>> START Passage

Taylor: “That’s annoying.”

Me: “Yeah, I know, but what really gets my goat is-”

Taylor: “Wait, what?”

Me: “Uh, what really gets my goat is when people-”

Taylor: “No, wait.  That’s not a thing.”

Me: “What isn’t?”

Taylor: “‘Gets my goat?’  I have never ever heard that.”

Me: “What?  That’s ridiculous.  ‘Gets my goat’ is totally a thing.”

Taylor: “Is this a thing like you think ’round Robin Hood’s barn’ is a thing?”

Me: “First, that is a thing.  And second, no.  ‘Gets my goat’ is really widely used.”

Taylor: “By who?  You?”

Me: “By everybody!”

Taylor: “Everybody who?”

Me: “Well, I’ll have you know that it’s used as a lyric in a modern Disney movie, when Danny DeVito-”

Taylor: “Oh. I see.  I see where you got it now.”

Me: “THAT’S NOT WHERE I GOT IT I AM GIVING YOU AN EXAMPLE YOU CRETIN.”

Taylor: “What does it even mean?  Give me the etymology here.  What is the origin of ‘gets my goat’?”

Me: “It just means ‘I was really annoyed’.  It’s like…I don’t know the etymology.  Probably something about…someone stealing goats.  Goats are important!  Somebody getting your goat was probably really upsetting, back in the day.”

>> END Passage
>> START Information supplied

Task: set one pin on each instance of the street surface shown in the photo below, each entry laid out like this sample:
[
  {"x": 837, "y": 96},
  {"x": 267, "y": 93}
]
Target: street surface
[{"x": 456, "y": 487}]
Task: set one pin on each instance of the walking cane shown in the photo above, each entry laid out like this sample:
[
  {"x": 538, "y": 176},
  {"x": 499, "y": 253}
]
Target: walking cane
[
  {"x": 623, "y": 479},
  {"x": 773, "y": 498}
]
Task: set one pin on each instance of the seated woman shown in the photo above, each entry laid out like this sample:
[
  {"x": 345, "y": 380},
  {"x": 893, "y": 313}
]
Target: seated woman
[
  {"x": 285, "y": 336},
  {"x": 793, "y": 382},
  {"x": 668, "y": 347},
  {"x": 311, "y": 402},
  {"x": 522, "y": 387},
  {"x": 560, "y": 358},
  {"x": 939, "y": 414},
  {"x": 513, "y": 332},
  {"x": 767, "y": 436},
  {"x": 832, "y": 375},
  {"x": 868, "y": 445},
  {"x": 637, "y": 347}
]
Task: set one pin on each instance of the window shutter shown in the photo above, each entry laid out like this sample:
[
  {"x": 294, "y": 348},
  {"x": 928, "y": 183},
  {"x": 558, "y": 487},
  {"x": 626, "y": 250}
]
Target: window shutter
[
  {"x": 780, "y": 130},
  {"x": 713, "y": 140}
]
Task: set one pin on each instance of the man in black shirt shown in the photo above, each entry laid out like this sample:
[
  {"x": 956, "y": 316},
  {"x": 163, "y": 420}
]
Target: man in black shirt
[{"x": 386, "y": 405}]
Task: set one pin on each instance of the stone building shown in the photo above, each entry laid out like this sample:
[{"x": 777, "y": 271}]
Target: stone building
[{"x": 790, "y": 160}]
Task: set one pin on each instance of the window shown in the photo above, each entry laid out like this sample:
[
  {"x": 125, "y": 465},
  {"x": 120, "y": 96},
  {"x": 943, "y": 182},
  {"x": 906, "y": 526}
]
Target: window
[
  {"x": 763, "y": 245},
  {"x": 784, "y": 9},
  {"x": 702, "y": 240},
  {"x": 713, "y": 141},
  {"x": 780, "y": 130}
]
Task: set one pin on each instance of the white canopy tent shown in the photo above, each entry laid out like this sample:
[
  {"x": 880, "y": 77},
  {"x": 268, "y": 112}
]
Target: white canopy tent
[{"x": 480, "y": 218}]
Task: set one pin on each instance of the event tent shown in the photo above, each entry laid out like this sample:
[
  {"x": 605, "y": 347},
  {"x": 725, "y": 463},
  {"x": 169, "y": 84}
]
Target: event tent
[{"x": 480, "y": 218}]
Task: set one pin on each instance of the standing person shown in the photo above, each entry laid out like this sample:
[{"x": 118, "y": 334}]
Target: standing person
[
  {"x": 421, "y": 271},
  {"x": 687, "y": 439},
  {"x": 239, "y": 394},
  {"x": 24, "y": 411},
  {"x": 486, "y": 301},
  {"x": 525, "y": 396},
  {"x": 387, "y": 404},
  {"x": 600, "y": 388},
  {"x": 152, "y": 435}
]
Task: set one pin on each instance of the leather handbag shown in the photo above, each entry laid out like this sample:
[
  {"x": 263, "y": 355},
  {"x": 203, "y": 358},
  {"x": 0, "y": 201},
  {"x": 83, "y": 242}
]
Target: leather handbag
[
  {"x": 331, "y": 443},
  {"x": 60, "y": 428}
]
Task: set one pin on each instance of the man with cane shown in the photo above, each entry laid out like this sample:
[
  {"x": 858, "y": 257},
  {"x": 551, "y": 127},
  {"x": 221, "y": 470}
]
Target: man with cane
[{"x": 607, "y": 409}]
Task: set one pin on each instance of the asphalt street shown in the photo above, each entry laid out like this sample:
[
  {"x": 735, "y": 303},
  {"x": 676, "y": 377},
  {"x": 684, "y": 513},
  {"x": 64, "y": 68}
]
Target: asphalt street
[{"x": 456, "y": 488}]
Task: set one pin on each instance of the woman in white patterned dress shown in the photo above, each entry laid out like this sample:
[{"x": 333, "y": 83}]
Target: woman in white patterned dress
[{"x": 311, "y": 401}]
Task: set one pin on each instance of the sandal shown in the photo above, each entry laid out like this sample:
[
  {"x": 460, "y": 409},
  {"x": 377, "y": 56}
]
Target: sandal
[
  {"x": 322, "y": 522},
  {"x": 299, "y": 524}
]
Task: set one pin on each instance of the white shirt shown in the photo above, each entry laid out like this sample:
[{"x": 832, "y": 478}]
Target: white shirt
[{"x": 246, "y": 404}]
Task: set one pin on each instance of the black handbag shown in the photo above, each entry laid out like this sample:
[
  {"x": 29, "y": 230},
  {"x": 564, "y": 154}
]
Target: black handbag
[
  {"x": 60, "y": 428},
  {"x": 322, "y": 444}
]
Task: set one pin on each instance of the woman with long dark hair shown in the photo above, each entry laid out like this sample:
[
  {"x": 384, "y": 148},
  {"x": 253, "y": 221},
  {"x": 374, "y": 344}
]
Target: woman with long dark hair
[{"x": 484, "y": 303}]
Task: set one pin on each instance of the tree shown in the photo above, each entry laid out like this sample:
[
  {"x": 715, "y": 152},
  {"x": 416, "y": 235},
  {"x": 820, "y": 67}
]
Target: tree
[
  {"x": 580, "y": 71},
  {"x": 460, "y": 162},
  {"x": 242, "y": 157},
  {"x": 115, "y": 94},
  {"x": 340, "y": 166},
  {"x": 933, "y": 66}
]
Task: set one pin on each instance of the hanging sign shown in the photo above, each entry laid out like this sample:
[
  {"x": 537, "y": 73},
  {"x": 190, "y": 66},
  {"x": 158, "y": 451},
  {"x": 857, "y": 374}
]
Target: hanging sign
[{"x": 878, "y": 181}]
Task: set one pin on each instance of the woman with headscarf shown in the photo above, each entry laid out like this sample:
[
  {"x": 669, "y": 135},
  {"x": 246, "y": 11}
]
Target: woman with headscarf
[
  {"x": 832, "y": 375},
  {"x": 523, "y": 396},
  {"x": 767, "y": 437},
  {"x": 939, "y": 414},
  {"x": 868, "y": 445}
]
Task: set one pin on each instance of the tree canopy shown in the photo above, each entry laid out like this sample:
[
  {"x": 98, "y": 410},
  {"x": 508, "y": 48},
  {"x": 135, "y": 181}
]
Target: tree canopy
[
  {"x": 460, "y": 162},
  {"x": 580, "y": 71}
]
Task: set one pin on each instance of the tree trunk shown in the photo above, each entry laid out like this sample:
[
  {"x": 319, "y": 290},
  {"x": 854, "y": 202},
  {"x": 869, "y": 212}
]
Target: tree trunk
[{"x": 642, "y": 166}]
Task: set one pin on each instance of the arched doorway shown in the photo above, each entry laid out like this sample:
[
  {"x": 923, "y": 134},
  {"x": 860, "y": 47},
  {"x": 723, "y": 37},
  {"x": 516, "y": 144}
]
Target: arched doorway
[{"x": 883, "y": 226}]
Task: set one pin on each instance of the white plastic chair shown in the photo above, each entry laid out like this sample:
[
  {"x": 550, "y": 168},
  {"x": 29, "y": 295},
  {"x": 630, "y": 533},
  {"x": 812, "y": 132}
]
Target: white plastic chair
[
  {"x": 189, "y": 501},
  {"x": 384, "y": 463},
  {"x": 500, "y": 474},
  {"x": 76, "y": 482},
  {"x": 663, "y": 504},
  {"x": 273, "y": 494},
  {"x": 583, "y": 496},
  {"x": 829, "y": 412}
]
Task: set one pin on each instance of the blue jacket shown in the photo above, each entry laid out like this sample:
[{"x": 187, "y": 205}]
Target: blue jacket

>> END Information supplied

Tasks to complete
1) Decide whether each statement agrees with the dialogue about "gets my goat." Answer yes or no, and quote the words from the dialogue that settle it.
(a) Taylor claims never to have heard the phrase "gets my goat."
(b) The speaker explains the etymology of the phrase.
(c) The speaker says "round Robin Hood's barn" is not a thing.
2) Answer from the dialogue about "gets my goat":
(a) What kind of movie does the speaker cite as using the phrase in a lyric?
(b) Which actor does the speaker mention in that example?
(c) What does the speaker say the phrase means?
3) Pick up the dialogue about "gets my goat" right after its last line, keeping the same back-and-forth format.

The responses
1)
(a) Yes: "I have never ever heard that."
(b) No: "I don’t know the etymology."
(c) No: "First, that is a thing."

2)
(a) A modern Disney movie.
(b) Danny DeVito.
(c) "I was really annoyed."

3)
Taylor: “You have no idea where this comes from.  It is not a thing.”

Me: “IT IS A  THING.”

Taylor:  “Is it supposed to be like ‘grinds my gears’?”

Me: “WHAT?  That was just a stupid made-up phrase popularized by Family Guy.”

Taylor: “People said it before Family Guy.”

Me: “No, they didn’t!  They said, ‘gets my goat’.  That’s what they said.”

Taylor: “Yeah, in 1935, where you apparently live, oh my gosh where do you get this stuff.”

Me: “Google it.”

Taylor: “I can’t.  We’re in a parking lot.”

Me: “When we get home, Google it.  Google ‘gets my goat’, and you’ll see.”

Taylor: “You’re delusional.”

Me: “YOU’RE A PILL.”

Taylor: “Maybe.  At least I don’t think ‘gets my goat’ is a commonly used phrase.”

Me: “Whatever.  Not talking to you anymore.”

Taylor: “Why, because I don’t think that a phrase you made up is used by everybody?”

Me: “…”

Taylor: “Sorry, did I grind your gears there?”

Me: “AUUUUUUUUUUUUUGH.”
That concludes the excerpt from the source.